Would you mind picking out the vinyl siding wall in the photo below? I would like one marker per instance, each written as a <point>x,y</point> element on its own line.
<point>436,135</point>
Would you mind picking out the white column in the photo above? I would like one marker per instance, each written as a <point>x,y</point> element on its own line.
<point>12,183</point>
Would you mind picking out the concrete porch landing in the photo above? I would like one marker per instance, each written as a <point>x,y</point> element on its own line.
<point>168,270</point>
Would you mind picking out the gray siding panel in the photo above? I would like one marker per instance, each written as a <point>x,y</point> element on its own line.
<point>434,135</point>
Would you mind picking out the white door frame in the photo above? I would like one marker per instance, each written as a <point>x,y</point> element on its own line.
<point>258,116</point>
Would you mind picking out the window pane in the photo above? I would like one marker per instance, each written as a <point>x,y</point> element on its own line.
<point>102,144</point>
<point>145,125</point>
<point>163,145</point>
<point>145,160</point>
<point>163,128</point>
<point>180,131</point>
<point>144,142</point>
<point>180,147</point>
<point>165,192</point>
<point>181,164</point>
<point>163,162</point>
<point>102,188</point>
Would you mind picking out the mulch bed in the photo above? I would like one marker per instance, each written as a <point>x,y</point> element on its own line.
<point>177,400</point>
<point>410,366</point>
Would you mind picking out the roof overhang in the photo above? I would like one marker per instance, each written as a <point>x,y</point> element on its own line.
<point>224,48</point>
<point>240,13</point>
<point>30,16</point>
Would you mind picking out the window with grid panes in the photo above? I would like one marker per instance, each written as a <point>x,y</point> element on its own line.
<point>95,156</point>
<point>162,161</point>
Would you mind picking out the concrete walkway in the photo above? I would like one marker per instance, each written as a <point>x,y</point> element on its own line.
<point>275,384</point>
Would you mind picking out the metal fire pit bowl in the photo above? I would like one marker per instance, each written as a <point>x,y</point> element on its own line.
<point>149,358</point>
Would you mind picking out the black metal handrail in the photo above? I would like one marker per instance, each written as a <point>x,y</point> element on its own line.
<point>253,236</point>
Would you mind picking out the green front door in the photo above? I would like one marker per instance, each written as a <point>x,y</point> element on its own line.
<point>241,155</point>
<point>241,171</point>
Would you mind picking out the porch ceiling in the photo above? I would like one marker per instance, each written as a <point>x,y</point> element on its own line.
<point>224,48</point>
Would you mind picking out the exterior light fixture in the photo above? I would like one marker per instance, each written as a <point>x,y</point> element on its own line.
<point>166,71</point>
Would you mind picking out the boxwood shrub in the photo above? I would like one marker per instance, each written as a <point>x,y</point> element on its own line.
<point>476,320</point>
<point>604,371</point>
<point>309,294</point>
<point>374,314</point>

===

## YOUR OBJECTIVE:
Restate every line of the data word for word.

## ANSWER TO THE EXERCISE:
Would you mind picking out the vinyl siding wall in the photo below? I would like one marker per instance, each written as a <point>x,y</point> element on its own line.
<point>436,135</point>
Would you mind picking out the white column in the photo above? I would like one marker per instance, each written as a <point>x,y</point> element on its own line.
<point>12,183</point>
Would you mind picking out the concrete porch landing in the photo above? I would like one marker per instance, each written as a <point>x,y</point> element on its own line.
<point>168,270</point>
Would you mind picking out the gray siding panel in the photo above? I would like one marker per instance, each written as a <point>x,y</point> element on its own line.
<point>434,135</point>
Would you mind picking out the white door frame in the photo above? I would like one marker per instance, each written as a <point>x,y</point> element on its own line.
<point>258,116</point>
Would you mind picking out the window pane in the photo above? I would like one marker per instance, each written as a <point>x,y</point> element on its own line.
<point>102,144</point>
<point>145,125</point>
<point>163,145</point>
<point>145,160</point>
<point>163,128</point>
<point>180,131</point>
<point>144,142</point>
<point>180,147</point>
<point>165,192</point>
<point>181,164</point>
<point>163,162</point>
<point>102,188</point>
Would you mind picking out the mulch bed in the photo above? I would like one marker per instance, each written as a <point>x,y</point> element on its own line.
<point>177,400</point>
<point>410,366</point>
Would you mind picking out the roof overhang in the photo above? I would like one marker per instance, each written as a <point>x,y</point> element on its own line.
<point>224,48</point>
<point>240,13</point>
<point>30,16</point>
Would you mind picking out the window with grid panes in the photo above? I would like one marker per instance, each written as a <point>x,y</point> element on its own line.
<point>95,156</point>
<point>162,161</point>
Would you mind picking out the concrete walkway in the photo above? I would like one marker per instance, each written as a <point>x,y</point> element on its own line.
<point>275,384</point>
Would you mind picking out the metal fire pit bowl in the photo above? I would like one marker per instance, each written as a <point>x,y</point> element on its own line.
<point>149,358</point>
Would you mind picking out the black metal handrail in the photo above? I would like one marker per instance, each written as a <point>x,y</point> element on its own line.
<point>253,236</point>
Would you mind picking out the green front door in the photo above? I would like one marker per instance, each written as a <point>x,y</point> element on its own line.
<point>241,155</point>
<point>241,171</point>
Would you mind picking out the porch ceiling in the photo above? I would like one marker per instance, each written as a <point>x,y</point> element on its own line.
<point>224,48</point>
Would you mind picking out the exterior light fixture in the photo above? I would like one marker per instance, each written as a <point>x,y</point> element on its own line.
<point>166,71</point>
Would you mind picking out the boxwood shrub in the photo above? I would like one marker per instance, each written as a <point>x,y</point> element on its own line.
<point>476,320</point>
<point>604,371</point>
<point>309,294</point>
<point>374,314</point>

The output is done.